### Lesetext

======

Nach Schillers Tod am 9. Mai 1805 wurde die Leiche obduziert. Man fand die Lunge "brandig, breiartig und ganz desorganisiert", das Herz "ohne Muskelsubstanz", die Gallenblase und die Milz unnatürlich vergrößert, die Nieren "in ihrer Substanz aufgelöst und völlig verwachsen. Doktor Huschke, der Leibmedicus des Weimarer Herzogs, fügte dem Obduktionsbefund den lapidaren Satz hinzu: "Bei diesen Umständen muß man sich wundern, wie der arme Mann so lange hat leben können". Hatte nicht Schiller selbst davon gesprochen, daß es der Geist sei, der sich seinen Körper baut? Ihm war das offenbar gelungen. Sein schöpferischer Enthusiasmus hielt ihn am Leben über das Verfallsdatum des Körpers hinaus. Heinrich Voß, Schillers Sterbebegleiter, notierte: "Nur bei seinem unendlichen Geiste wird es erklärbar, wie er so lange leben konnte".

======

[Zeilen des Datensatzes]

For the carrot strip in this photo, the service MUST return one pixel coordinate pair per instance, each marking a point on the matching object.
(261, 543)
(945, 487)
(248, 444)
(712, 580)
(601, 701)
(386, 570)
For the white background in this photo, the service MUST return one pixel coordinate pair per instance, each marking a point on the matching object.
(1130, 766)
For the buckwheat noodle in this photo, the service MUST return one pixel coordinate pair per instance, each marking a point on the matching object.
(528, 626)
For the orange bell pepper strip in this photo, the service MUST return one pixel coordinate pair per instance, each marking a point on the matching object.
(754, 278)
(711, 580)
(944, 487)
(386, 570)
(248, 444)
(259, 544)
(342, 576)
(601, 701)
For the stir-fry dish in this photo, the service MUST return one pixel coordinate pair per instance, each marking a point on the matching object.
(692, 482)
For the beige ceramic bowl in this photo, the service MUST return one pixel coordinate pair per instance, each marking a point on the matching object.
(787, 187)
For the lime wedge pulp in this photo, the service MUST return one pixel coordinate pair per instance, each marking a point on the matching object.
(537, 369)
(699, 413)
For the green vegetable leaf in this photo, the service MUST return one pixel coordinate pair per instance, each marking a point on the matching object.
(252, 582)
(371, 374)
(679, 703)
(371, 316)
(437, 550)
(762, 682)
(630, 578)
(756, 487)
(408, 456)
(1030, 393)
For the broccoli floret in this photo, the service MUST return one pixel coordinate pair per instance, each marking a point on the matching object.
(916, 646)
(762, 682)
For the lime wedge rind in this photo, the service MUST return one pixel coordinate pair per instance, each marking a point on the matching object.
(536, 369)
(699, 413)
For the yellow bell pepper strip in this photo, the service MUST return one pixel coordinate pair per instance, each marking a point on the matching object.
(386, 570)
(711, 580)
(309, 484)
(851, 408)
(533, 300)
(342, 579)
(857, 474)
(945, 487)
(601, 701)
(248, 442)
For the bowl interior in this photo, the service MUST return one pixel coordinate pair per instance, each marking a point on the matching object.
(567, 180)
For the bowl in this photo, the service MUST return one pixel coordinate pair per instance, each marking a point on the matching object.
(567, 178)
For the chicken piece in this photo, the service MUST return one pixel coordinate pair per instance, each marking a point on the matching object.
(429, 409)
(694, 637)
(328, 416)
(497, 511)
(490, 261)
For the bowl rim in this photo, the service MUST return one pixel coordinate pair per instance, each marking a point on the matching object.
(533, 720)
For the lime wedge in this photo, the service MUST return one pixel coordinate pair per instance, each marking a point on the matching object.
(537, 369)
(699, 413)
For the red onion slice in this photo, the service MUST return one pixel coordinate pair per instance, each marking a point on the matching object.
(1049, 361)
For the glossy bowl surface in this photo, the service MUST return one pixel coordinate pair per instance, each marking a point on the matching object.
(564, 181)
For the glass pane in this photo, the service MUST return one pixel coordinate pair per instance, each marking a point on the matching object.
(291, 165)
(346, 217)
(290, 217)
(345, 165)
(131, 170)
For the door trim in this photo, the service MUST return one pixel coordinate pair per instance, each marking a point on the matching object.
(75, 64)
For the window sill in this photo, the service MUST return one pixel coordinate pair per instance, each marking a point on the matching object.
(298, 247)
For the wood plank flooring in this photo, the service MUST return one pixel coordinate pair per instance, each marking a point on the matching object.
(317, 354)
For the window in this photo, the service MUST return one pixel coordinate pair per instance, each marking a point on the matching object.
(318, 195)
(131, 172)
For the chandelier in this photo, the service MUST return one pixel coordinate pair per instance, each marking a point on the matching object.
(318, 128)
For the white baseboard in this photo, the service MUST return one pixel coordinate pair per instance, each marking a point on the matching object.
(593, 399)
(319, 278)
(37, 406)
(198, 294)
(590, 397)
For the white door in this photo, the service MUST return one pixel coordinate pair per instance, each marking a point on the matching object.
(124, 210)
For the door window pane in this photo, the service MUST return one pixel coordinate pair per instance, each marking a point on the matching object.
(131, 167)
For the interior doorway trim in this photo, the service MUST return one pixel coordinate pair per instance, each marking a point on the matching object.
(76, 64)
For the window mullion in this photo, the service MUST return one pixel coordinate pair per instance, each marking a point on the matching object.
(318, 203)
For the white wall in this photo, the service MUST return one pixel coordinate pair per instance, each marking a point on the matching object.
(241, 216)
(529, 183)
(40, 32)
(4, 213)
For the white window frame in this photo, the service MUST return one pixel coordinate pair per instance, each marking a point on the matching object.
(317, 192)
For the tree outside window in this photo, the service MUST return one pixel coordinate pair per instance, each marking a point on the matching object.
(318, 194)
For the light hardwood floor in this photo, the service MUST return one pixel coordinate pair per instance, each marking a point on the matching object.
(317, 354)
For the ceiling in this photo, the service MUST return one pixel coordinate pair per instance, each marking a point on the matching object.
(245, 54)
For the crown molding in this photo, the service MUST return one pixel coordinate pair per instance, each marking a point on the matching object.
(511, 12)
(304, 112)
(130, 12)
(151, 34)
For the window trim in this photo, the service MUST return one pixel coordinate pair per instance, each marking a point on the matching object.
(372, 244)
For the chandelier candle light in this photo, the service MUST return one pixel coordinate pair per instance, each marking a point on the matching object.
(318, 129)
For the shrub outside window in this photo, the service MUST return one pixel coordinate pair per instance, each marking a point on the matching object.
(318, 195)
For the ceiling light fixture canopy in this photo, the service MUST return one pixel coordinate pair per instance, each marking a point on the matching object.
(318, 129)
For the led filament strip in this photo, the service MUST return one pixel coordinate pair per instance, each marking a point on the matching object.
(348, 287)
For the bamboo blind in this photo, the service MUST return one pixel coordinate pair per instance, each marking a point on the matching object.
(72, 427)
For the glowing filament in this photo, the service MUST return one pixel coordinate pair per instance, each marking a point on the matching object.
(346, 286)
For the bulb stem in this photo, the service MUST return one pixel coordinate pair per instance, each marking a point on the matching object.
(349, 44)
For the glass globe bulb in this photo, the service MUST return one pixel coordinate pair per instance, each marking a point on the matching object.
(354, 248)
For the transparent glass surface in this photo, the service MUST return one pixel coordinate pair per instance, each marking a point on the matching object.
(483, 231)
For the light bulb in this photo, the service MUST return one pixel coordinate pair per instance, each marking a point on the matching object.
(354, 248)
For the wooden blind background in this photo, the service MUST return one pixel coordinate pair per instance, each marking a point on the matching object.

======

### Die Aufgaben
[1] Welche Zeilen der Einträge enthalten das Wort „chandelier“? Filtere genau diese Zeilen heraus und beachte dabei die Groß- und Kleinschreibung.
[2] Wie ginge der Text über Schillers Tod nach seinem letzten Satz weiter? Führe ihn von dort aus fort.
Die Einträge haben mit dem Text über Schillers Tod nichts zu tun.

### Antworten je Aufgabe
[1]
For the chandelier in this photo, the service MUST return one pixel coordinate pair per instance, each marking a point on the matching object.
For the chandelier candle light in this photo, the service MUST return one pixel coordinate pair per instance, each marking a point on the matching object.

[2]
Aus dem Obduktionsbefund läßt sich die erste Definition von Schillers Idealismus ablesen: Idealismus ist, wenn man mit der Kraft der Begeisterung länger lebt, als es der Körper erlaubt. Es ist der Triumph eines erleuchteten, eines hellen Willens.

Bei Schiller war der Wille das Organ der Freiheit. Die Frage, ob es einen freien Willen geben könne, beantwortete er eindeutig: Wie sollte er nicht frei sein dieser Wille, da jeder Augenblick einen Horizont von ergreifbaren Möglichkeiten eröffnet. Man hat zwar stets begrenzte aber unerschöpfliche Möglichkeiten vor sich. Insofern ist Freiheit offene Zeit.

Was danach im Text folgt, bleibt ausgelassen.